The revealing research

The report described how researchers believed both organisms thrived under nearly identical metabolic conditions and accumulated large reserves of glycogen, a form of stored energy.
It highlighted experiments that showed that certain chemical compounds were capable of targeting both parasitic infections and malignant tumours. Myracyl D, a drug synthesised by German chemist H Mauss in 1938 was reportedly effective against bilharzia parasites as well as cancerous growths hinting that treatments developed for the parasites might also affect the tumours. Another compound discussed was Guanozolo, a guanine-like molecule that interferes with nucleic acid production, which is vital for the uncontrolled growth of cancer cells. When experimented on mice, it revealed that the tumour tissues react differently to certain chemicals than normal tissues, further reinforcing the perceived biochemical overlap between parasites and cancers. Based on these findings, the Soviet researchers proposed numerous biological features that tumours and parasites may share including the presence of unique antigens, unusual purine metabolism involved in nucleic acid production and altered enzyme systems within the cell's protoplasm. The scientists posited that malignancy might arise from chemical changes within the cell's internal environment, in particular changes affecting enzymes and the proteins carrying them.
The rising outrage
The document was declassified more than a decade ago, but has surfaced through the deep waters of the internet, just recently. This has made many question why Cold War research hinting at a possible cure for cancer, sat in intelligence archives for decades. "The Americans knew. They read it, classified it CONFIDENTIAL, and locked it in a vault for 60 years," one person shared on X. "I’m almost certain that Pandemic Planner and Pathological Liar, Dr. Fauci, knew about this…" contemplated another.
The Warburg Effect

In the 1920s, German physiologist Otto Warburg discovered that tumours consume tremendous amounts of glucose as compared to non-transformed tissues. Additionally, he found that the majority of this glucose was fermented into lactate rather than oxidised in pathways that require respiration.
Also known as 'aerobic glycosis' the Warburg effect was later introduced in key publications between 1923 and 1927. It explains how tumours are able to grow rapidly and survive in hostile environments, thus substantiating the Soviet paper. Research on the relationship between parasites and cancer is an existing arena in biology. A May 2022 research published in a Turkish journal explained how parasite and cancer cells are similar in their capacity to survive and proliferate independently of exogenous growth factors, to be resistant to apoptosis and evade host immune mechanisms.
Why does the document matter?
During the early Cold War, American intelligence agencies closely monitored Soviet advances in medicine and biology. This was done in the apprehension that breakthroughs could have implications for both public health and potential biological warfare research. While modern cancer science does not treat tumours as parasites, some aspects of tumour biology, remain active areas of research to date. Intelligence agencies often classified medical reports as a part of the broader monitoring program, rather than hiding a resounding breakthrough. All in all, the document provides a rare glimpse into the medical forays of the mid-20th century when researchers and scientists were still grappling with the fundamental nature of cancer and searching for clues that could help develop effective forms of treatment.

> **Stored data entries**:

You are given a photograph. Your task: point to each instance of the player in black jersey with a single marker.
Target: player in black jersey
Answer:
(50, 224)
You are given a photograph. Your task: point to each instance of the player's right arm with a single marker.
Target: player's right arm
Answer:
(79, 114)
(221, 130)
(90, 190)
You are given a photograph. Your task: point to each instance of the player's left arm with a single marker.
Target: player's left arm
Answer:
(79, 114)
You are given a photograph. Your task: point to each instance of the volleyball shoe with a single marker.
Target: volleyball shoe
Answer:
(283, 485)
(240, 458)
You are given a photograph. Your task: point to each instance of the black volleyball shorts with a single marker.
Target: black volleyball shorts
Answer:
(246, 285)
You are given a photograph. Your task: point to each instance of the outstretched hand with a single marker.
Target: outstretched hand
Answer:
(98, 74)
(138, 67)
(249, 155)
--
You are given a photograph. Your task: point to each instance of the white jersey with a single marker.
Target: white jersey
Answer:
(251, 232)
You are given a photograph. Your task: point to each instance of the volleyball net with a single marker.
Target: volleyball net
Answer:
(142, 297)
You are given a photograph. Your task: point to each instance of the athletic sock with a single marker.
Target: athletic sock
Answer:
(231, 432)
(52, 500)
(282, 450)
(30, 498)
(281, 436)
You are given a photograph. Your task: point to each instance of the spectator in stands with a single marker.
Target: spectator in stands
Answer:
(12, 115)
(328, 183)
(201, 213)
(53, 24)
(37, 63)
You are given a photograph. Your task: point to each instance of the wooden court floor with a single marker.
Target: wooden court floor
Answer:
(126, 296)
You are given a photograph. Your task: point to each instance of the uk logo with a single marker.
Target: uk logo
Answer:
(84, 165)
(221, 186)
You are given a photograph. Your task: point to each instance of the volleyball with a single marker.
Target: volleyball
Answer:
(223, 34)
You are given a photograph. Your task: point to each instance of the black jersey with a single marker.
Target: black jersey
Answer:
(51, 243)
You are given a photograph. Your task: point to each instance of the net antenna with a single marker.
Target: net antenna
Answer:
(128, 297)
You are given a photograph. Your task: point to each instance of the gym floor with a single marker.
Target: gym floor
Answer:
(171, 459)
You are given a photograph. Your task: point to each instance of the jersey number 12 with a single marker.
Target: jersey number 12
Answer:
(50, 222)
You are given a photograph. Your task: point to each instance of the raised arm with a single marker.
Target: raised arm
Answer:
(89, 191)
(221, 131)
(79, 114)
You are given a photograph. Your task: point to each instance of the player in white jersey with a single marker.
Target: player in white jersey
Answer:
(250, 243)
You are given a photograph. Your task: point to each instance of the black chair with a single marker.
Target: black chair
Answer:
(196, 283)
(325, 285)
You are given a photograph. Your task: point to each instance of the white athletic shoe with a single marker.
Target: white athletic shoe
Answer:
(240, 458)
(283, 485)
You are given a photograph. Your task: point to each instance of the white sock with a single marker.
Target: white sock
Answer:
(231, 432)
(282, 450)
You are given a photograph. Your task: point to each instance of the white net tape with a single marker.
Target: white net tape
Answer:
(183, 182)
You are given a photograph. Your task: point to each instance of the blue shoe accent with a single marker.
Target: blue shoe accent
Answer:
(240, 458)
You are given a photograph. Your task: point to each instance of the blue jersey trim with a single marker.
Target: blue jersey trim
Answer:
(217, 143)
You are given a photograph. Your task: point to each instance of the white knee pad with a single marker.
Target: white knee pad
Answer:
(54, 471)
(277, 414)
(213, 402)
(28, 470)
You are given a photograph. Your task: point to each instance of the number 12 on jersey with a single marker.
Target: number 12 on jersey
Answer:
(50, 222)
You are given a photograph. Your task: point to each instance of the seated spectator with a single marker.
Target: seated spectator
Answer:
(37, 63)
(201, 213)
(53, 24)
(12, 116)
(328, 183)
...
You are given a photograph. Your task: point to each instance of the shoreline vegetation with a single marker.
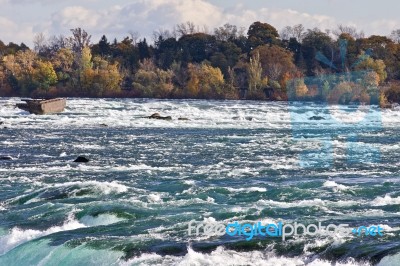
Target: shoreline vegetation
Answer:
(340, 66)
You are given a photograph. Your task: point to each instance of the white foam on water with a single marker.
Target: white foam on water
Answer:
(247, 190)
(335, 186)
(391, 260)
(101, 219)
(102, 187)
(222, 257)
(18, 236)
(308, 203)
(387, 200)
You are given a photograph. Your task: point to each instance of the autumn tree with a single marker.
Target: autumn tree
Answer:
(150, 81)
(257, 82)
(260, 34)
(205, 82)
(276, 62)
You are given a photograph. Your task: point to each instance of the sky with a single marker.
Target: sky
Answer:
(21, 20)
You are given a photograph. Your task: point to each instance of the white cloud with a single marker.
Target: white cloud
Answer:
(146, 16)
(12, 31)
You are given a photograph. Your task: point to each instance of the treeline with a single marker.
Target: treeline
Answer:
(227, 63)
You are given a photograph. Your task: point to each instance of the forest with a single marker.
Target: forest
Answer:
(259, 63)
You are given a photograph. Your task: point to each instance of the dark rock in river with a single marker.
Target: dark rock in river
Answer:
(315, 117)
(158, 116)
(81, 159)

> **What you will do**: From the article on Soviet cancer research, quote the stretch from "The rising outrage" through "that require respiration.".

> **Task solution**:
The rising outrage
The document was declassified more than a decade ago, but has surfaced through the deep waters of the internet, just recently. This has made many question why Cold War research hinting at a possible cure for cancer, sat in intelligence archives for decades. "The Americans knew. They read it, classified it CONFIDENTIAL, and locked it in a vault for 60 years," one person shared on X. "I’m almost certain that Pandemic Planner and Pathological Liar, Dr. Fauci, knew about this…" contemplated another.
The Warburg Effect

In the 1920s, German physiologist Otto Warburg discovered that tumours consume tremendous amounts of glucose as compared to non-transformed tissues. Additionally, he found that the majority of this glucose was fermented into lactate rather than oxidised in pathways that require respiration.